Work request: Could you repeat the records below exactly as written?

Raw data:
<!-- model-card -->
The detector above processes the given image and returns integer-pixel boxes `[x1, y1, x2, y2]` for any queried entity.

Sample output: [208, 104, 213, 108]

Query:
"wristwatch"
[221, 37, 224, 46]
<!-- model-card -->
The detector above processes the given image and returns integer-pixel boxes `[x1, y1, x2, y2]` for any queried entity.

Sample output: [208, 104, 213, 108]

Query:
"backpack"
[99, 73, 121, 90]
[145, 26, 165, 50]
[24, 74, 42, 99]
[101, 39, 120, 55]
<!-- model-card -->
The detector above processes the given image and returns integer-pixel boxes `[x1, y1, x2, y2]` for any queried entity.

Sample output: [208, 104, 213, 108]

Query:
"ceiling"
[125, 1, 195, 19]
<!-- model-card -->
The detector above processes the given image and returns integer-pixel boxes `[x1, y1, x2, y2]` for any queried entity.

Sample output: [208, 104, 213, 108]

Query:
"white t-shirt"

Answer below:
<!-- model-card -->
The detector above processes the given image and returns integer-pixel boxes `[x1, y1, x2, y2]` for any queried entity.

Sample output: [208, 104, 213, 108]

Query:
"wristwatch"
[221, 37, 224, 46]
<!-- model-card -->
The detector above processes the given image and returns integer-pixel boxes `[x1, y1, x2, y2]` for any queried entity.

Sample output: [208, 104, 213, 108]

Query:
"backpack"
[99, 73, 121, 90]
[145, 26, 165, 50]
[24, 74, 42, 99]
[101, 39, 120, 55]
<!-- model-card -->
The detector above processes the given image and returns integer-pixel boxes `[x1, y1, x2, y2]` for any queried entity.

Sample output: [208, 104, 213, 108]

Query:
"ceiling"
[125, 1, 195, 19]
<!-- model-card -->
The detector above processes the given image and returns integer-pixel boxes `[x1, y1, x2, y2]` for any queried entity.

Sample output: [208, 104, 213, 108]

Query:
"white t-shirt"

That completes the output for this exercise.